__OBJECTIVE__:
In the commentary below on family pride in the JoJo series, why does the writer find it surprising that critics pay the theme so little attention?

__SELECTED PASSAGE__:
┌──

I also love the three JoJos reunited. Family pride has actually been a fairly prevalent theme throughout all the seasons, but draws little attention from critics, which is surprising considering the premise is based on following the Joestar family. The family theme has a multitude of implications. First of all, the majority of issues faced in the series center around protecting, saving, or avenging a family member. Just to name a few: Jonathan pursued Dio in part because of his father’s death by Dio, Jonathan also sacrificed himself for his son, Joseph fights the idols to protect his grandmother, and later Jotaro and Joseph fight to save Holly, and now Josuke fights to protect his mother. But this is not just true of the JoJo line. For example, Polnareff fights to avenge his sister, Ceasar fights for the honor of his late father, and Okuyasu fights to avenge his father.
Another thing I have noted about the family pride theme is that characters, especially male protagonists, feel an extraordinary responsibility towards protecting their family. Also, if their family meets harm in any way, then the males feel responsible for what happened. You see this a lot in characters like Polnareff and Jotaro, who are both left enraged when the women in their life (sister and mother) are harmed.
Another common theme, with exception to Lisa Lisa (Joseph’s mother), is that the men most always protect women. Even with Lisa Lisa, Joseph had to come save her when Kars tried to kill her. As far as my understanding, there is only one female JoJo to date (Jotaro’s daughter) who is the main protagonist of the sixth story. Although this does come off as a bit sexist, given the gender equality realities in Japan, especially when the books were written, this doesn’t surprise me.
The last thing I want to mention right now (on this theme) is that the “goodness” of any given character directly correlates with how much the character loves/tries to protect their family. At one end of the spectrum, the JoJo’s are big on family, and are the protagonists. Alternatively, Dio is the ultimate villain, and he always wished his family harm and only valued himself. Okuyasu and his brother are also great examples; Okuyasu loved his brother, but his brother always claimed him to be a menace and held little concern for Okuyasu’s safety. Consequently, Big brother bit the dust, while Okuyasu, who retained his love, is left standing and is now a protagonist. Similarly, Ceasar used to want to kill his father, and was going down a dark gang-filled path, that is until his father risked his life to save Ceasar, which made Ceasar regain respect and love for his father (boom, protagonist!).

└──

__LISTING__:

┌──

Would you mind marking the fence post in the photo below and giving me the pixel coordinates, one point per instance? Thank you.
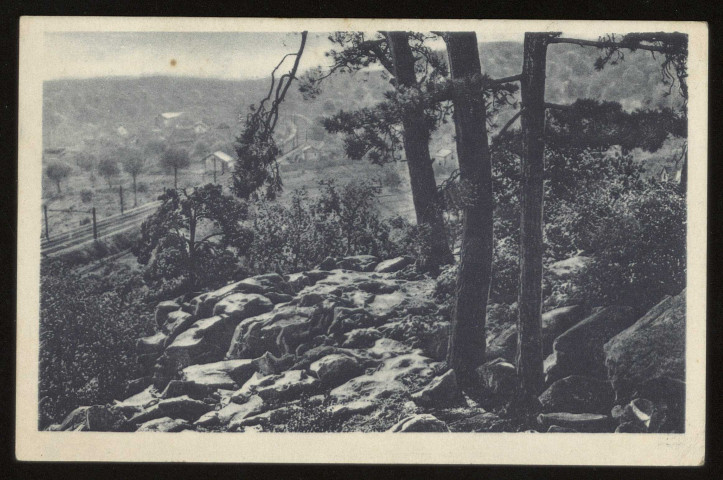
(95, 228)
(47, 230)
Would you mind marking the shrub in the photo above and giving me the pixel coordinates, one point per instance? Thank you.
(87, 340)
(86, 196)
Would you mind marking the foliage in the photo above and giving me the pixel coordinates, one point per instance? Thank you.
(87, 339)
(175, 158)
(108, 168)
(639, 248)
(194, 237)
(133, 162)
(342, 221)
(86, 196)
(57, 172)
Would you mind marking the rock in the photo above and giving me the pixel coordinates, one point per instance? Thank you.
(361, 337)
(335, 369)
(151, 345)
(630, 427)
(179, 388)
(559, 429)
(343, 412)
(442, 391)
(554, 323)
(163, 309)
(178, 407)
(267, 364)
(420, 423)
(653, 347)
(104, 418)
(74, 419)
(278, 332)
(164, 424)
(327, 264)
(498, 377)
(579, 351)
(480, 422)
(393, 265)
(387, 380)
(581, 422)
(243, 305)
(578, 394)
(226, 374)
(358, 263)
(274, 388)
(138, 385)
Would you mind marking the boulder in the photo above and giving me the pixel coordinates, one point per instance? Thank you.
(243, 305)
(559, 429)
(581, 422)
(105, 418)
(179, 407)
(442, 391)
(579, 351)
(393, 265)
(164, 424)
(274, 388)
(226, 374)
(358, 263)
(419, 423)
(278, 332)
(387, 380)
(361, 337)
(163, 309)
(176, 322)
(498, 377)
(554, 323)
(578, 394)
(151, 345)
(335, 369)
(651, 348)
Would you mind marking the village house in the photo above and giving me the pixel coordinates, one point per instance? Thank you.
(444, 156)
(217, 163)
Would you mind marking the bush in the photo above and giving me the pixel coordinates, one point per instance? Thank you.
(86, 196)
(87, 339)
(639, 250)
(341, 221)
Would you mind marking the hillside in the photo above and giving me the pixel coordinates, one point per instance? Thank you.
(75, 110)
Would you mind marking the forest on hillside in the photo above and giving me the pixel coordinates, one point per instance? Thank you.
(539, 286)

└──
┌──

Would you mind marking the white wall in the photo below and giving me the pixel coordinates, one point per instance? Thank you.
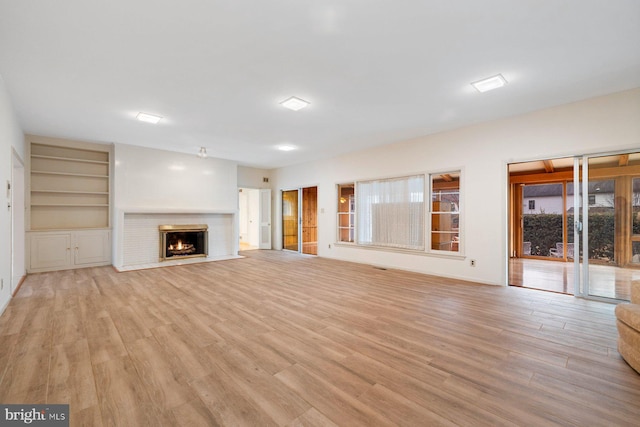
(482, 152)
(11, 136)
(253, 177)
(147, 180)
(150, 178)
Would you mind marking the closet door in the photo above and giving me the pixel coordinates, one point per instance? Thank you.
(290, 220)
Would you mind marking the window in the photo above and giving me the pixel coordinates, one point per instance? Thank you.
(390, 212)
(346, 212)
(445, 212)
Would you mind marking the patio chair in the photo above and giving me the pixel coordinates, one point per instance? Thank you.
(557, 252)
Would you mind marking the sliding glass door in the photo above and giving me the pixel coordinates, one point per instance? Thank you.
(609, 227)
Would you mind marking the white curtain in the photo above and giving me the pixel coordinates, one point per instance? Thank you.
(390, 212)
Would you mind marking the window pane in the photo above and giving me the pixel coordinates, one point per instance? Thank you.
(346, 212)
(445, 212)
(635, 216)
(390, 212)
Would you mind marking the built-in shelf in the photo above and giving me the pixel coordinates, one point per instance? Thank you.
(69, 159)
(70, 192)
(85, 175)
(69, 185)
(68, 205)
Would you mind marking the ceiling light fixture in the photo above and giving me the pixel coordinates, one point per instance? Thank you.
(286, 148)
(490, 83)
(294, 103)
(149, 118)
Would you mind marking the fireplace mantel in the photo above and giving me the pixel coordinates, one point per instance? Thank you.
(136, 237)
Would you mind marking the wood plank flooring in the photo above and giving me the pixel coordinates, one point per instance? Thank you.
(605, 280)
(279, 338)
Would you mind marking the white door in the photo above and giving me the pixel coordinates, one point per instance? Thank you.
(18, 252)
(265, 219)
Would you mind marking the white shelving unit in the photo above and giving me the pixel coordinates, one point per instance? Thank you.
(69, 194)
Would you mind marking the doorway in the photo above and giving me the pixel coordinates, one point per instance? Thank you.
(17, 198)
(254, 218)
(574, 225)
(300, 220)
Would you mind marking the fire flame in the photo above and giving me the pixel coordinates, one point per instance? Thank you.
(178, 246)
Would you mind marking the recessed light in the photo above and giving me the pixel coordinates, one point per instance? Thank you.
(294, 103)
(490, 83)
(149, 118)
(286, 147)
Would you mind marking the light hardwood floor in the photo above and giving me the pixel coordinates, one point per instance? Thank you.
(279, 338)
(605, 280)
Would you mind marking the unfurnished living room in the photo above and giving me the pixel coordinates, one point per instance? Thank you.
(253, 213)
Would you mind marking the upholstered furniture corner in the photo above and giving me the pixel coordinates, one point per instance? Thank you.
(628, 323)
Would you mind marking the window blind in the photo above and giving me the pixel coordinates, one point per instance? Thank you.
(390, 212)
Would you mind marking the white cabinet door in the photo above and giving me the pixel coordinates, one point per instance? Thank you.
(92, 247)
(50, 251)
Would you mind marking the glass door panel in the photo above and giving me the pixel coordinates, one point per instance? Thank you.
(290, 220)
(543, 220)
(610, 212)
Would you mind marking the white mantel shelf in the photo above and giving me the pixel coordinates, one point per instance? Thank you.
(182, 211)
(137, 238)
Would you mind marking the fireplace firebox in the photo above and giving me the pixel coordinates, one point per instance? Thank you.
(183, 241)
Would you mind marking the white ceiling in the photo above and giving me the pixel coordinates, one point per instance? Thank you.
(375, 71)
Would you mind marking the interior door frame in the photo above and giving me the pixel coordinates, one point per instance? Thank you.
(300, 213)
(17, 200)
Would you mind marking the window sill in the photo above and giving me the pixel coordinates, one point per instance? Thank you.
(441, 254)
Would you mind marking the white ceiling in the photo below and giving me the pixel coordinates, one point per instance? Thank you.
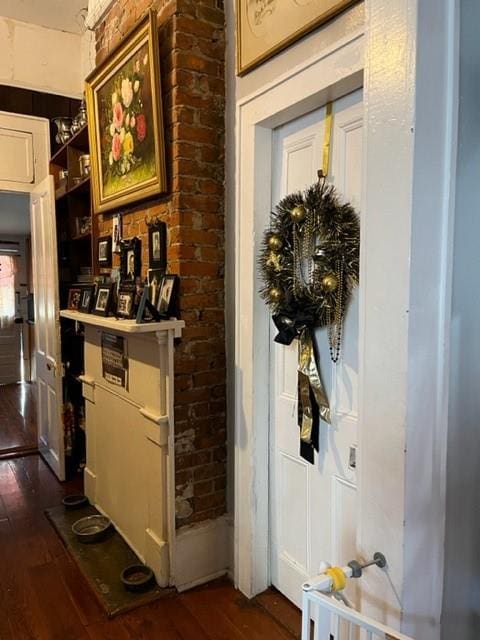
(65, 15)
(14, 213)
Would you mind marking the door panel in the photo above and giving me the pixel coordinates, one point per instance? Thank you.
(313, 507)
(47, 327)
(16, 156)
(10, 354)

└──
┌──

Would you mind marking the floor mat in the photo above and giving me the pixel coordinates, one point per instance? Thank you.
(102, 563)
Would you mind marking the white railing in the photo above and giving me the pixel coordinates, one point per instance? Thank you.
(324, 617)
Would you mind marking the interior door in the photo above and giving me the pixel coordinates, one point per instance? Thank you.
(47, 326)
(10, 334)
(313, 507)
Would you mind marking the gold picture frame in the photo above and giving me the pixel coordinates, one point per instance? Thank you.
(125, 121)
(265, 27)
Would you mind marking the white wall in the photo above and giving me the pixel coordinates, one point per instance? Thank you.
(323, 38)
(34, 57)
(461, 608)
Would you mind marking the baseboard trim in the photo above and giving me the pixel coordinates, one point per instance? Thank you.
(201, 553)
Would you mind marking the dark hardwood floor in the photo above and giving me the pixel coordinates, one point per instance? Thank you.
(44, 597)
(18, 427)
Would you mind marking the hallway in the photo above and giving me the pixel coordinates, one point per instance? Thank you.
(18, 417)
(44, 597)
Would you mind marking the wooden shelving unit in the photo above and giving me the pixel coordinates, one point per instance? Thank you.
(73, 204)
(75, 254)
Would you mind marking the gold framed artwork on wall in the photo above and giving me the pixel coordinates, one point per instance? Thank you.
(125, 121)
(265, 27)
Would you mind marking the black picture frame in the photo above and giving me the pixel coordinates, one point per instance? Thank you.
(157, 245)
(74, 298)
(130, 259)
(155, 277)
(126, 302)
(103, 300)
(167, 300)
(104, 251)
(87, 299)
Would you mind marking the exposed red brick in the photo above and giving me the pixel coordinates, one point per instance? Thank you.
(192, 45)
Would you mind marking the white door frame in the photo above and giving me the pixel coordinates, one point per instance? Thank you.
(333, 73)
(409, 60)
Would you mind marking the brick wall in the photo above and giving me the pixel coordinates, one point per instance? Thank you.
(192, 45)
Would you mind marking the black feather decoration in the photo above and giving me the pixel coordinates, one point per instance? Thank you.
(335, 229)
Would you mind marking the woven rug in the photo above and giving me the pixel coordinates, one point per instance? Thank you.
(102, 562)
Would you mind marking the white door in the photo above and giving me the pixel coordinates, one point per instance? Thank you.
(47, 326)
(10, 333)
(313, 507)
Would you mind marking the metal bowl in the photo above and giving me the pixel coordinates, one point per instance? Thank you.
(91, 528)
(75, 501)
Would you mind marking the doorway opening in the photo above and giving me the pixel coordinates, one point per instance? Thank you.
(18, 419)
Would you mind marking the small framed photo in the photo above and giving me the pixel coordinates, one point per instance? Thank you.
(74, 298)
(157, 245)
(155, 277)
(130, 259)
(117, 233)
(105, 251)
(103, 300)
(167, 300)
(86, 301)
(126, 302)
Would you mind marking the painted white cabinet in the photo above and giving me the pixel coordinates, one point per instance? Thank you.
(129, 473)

└──

__ANSWER TO THIS PROBLEM__:
The series' premise is built around following the Joestar family, so a family theme that runs through every season would be expected to get notice.